:: MATERIAL SHOWN ::

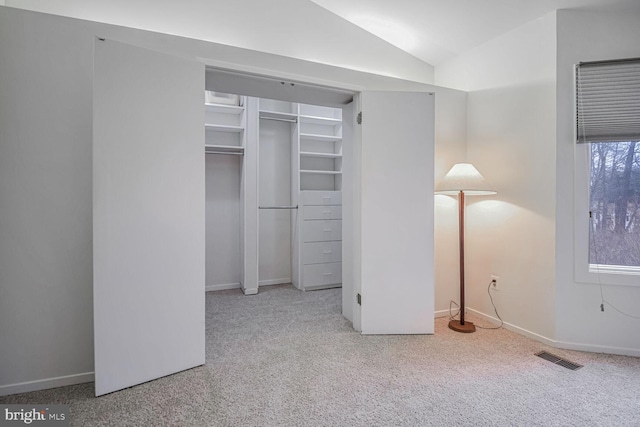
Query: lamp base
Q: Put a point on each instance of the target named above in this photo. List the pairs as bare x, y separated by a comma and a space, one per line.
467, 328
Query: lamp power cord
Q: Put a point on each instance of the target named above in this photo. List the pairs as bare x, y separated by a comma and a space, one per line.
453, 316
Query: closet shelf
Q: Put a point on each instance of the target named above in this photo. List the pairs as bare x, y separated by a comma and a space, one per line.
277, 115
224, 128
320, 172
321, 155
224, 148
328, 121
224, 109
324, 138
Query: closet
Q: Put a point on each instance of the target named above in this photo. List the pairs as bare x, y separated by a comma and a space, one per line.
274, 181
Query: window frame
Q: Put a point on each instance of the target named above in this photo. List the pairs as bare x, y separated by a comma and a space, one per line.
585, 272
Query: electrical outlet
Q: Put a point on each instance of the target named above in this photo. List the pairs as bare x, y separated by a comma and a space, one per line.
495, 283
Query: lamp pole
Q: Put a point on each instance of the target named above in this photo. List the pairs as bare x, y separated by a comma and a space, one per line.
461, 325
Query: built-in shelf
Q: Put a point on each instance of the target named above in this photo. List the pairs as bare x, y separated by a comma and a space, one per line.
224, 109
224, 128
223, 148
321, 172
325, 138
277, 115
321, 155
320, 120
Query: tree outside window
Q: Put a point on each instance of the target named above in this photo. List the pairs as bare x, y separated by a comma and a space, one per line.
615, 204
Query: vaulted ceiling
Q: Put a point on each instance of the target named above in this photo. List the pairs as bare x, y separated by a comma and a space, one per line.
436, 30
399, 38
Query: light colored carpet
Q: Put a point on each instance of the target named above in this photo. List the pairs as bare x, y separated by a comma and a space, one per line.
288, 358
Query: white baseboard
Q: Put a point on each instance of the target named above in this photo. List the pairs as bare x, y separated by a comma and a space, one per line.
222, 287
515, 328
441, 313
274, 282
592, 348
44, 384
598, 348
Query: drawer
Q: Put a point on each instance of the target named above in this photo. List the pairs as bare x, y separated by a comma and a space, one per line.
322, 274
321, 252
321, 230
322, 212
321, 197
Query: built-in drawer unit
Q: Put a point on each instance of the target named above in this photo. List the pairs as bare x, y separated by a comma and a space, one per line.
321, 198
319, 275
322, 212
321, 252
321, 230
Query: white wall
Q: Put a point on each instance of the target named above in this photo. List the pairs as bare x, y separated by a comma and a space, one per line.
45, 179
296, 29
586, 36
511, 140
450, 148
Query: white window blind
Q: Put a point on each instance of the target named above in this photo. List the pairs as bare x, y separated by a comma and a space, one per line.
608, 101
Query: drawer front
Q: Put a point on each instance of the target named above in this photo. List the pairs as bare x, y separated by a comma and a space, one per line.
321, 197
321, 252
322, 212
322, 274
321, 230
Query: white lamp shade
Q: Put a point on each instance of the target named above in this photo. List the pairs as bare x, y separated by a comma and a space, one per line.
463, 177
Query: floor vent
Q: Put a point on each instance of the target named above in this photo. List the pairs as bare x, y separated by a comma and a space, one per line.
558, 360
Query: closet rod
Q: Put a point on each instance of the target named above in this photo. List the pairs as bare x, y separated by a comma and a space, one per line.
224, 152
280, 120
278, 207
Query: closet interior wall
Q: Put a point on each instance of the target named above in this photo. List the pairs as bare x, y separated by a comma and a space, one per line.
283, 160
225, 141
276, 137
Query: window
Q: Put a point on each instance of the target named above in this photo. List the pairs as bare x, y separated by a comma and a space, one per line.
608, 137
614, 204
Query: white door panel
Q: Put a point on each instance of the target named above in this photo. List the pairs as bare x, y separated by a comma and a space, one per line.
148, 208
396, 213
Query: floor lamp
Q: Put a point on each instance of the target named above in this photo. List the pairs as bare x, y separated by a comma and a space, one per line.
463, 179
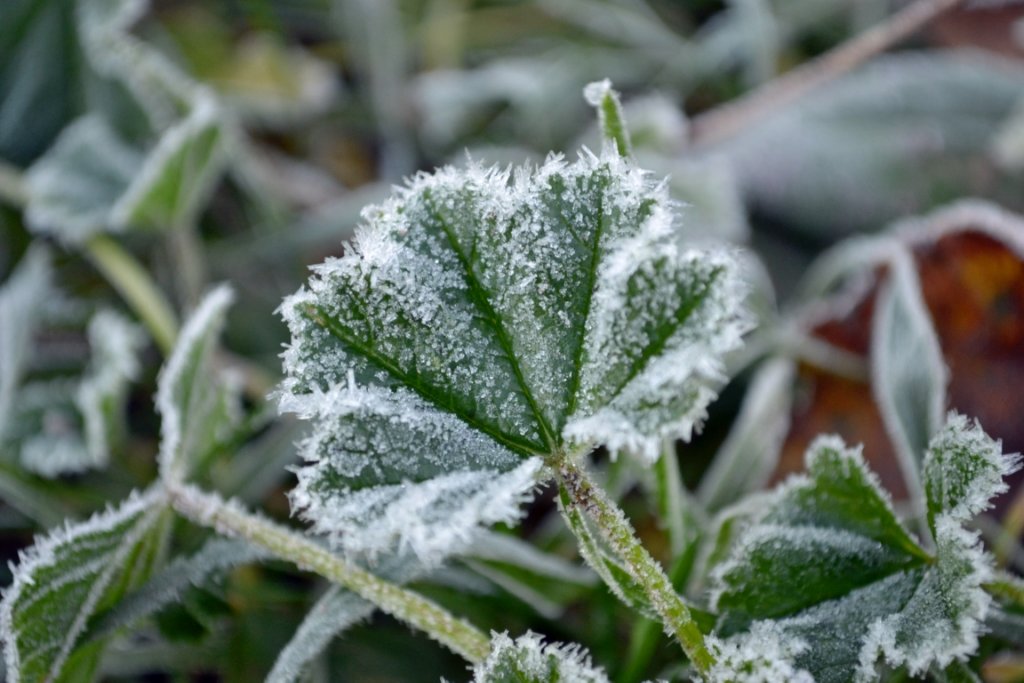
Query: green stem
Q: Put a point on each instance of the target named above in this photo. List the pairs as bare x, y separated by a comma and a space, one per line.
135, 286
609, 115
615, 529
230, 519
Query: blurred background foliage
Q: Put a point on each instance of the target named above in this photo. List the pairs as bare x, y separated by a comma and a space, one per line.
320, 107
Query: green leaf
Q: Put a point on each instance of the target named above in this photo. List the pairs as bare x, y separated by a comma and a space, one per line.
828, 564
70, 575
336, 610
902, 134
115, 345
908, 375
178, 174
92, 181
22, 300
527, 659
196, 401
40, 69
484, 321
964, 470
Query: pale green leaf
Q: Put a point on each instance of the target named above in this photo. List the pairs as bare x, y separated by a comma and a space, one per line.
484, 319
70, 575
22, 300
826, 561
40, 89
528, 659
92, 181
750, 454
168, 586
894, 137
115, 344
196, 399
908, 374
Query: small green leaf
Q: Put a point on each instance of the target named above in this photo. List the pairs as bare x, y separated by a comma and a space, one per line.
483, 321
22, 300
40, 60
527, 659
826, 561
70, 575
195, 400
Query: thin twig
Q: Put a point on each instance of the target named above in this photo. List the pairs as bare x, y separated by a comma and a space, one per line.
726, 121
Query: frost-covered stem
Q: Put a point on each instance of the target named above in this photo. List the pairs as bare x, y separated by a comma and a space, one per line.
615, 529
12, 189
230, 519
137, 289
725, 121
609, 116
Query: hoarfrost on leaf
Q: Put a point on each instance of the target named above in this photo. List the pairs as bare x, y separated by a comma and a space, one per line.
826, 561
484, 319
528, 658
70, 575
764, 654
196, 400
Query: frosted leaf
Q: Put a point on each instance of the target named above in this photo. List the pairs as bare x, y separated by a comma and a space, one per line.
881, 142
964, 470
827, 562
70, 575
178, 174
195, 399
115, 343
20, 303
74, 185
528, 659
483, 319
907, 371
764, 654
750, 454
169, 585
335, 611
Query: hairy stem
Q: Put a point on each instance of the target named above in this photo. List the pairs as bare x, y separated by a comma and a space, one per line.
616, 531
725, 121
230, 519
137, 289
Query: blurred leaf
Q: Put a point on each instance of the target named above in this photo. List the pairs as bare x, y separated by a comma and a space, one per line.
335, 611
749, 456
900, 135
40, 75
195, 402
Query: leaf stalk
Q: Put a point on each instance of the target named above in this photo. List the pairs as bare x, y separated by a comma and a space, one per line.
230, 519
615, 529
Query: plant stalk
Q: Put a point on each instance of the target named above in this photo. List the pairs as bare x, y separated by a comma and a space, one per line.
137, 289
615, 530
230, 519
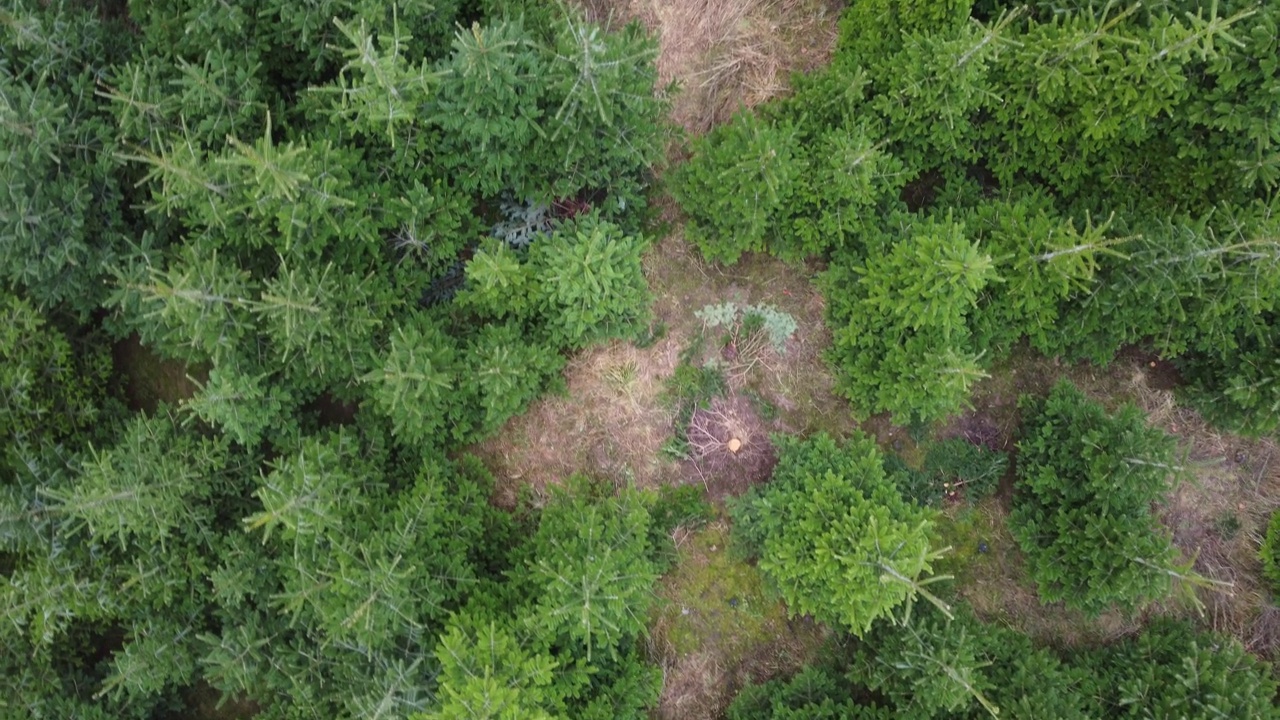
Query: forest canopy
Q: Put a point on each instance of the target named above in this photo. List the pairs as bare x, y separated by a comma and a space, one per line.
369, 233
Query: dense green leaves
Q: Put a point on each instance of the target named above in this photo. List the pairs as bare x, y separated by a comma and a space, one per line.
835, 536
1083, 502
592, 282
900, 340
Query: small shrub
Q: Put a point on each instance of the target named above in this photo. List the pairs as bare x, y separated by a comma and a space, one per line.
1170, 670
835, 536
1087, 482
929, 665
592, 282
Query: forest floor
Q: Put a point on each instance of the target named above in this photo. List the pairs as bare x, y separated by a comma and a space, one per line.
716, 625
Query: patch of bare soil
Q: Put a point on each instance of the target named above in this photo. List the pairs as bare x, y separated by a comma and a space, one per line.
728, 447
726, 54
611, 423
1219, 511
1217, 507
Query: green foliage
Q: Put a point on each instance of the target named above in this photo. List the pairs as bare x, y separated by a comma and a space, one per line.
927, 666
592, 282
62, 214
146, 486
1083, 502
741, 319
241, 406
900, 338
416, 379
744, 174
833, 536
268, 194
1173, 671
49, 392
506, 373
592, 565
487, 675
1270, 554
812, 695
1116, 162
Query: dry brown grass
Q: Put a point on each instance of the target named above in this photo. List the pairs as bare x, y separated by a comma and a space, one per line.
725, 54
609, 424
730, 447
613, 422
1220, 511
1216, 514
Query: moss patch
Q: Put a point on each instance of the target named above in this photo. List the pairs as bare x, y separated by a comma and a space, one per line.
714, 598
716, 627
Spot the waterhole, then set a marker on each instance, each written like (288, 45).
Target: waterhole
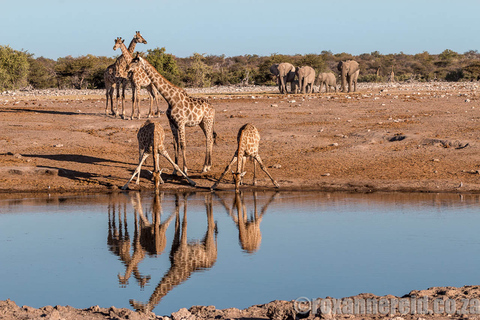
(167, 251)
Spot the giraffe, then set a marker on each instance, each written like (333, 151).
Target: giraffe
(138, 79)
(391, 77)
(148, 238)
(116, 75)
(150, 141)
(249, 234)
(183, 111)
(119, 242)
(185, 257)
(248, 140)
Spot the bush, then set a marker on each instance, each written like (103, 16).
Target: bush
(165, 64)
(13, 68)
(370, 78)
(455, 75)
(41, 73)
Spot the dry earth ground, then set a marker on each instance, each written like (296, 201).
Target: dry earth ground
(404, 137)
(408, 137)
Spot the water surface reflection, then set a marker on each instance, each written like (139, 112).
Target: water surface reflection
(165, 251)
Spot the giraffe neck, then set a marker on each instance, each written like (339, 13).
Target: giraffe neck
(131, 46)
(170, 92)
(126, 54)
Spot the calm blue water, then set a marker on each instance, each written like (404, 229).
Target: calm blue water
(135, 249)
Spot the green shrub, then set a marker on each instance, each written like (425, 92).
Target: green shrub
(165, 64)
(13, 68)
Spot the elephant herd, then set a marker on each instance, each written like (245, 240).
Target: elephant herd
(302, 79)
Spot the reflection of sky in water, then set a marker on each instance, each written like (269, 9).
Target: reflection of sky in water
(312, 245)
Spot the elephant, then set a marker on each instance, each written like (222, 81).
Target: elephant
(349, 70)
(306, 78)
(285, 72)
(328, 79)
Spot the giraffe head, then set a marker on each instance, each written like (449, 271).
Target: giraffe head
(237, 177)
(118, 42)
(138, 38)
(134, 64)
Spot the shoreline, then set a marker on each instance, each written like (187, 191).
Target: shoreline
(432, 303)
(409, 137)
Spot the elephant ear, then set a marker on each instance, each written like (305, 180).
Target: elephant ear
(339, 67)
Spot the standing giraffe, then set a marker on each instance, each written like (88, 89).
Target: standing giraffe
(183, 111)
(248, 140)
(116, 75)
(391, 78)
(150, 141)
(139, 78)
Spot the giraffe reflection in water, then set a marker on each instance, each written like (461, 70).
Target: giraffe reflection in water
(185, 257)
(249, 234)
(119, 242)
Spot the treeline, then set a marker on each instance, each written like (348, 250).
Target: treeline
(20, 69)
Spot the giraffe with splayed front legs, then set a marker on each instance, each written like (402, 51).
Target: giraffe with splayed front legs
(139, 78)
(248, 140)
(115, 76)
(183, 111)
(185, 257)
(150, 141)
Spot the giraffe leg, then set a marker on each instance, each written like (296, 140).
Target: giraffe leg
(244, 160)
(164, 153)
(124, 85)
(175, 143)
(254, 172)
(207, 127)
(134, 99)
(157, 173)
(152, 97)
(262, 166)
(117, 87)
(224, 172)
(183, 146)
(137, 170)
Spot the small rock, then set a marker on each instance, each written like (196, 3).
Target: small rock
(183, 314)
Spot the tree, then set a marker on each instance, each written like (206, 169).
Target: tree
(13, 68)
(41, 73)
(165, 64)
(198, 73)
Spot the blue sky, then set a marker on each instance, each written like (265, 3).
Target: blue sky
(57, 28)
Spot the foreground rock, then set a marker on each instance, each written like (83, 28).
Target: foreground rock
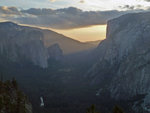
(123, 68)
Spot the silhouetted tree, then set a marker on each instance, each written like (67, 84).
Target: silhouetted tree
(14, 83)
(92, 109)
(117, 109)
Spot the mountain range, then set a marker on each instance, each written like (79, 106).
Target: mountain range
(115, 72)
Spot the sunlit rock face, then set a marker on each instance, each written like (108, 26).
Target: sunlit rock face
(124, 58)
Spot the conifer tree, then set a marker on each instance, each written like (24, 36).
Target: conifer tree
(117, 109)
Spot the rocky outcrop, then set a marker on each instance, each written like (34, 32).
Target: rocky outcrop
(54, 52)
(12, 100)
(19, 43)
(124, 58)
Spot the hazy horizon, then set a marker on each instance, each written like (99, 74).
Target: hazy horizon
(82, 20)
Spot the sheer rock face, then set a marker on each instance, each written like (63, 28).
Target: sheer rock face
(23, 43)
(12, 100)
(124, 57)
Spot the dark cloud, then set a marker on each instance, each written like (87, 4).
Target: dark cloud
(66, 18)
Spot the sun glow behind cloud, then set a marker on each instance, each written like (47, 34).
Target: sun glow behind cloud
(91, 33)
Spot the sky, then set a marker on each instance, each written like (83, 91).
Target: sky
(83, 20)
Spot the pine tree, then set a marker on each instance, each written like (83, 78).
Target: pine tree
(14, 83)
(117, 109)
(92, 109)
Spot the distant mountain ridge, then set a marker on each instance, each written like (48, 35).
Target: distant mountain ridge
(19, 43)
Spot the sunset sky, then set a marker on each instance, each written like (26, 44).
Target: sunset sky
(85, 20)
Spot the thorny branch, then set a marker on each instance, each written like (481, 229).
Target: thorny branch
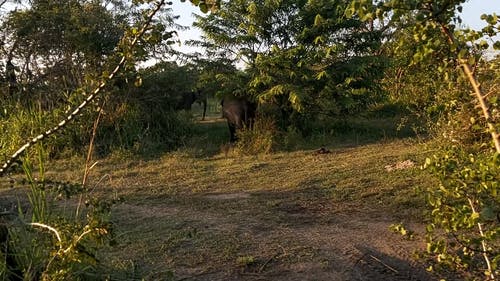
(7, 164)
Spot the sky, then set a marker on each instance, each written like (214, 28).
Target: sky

:::

### EXERCISE BRIEF
Above are the records; copy exactly the lines from the one with "Query: floor lamp" through the one with "Query: green stem", including both, and nothing more. Leave out pictures.

### ANSWER TO THIS EXERCISE
Query: floor lamp
Q: Put a point on each instance of the target named above in this photo. List the pairs as bare x, y separated by a comma and a space, one per line.
463, 179
Query: green stem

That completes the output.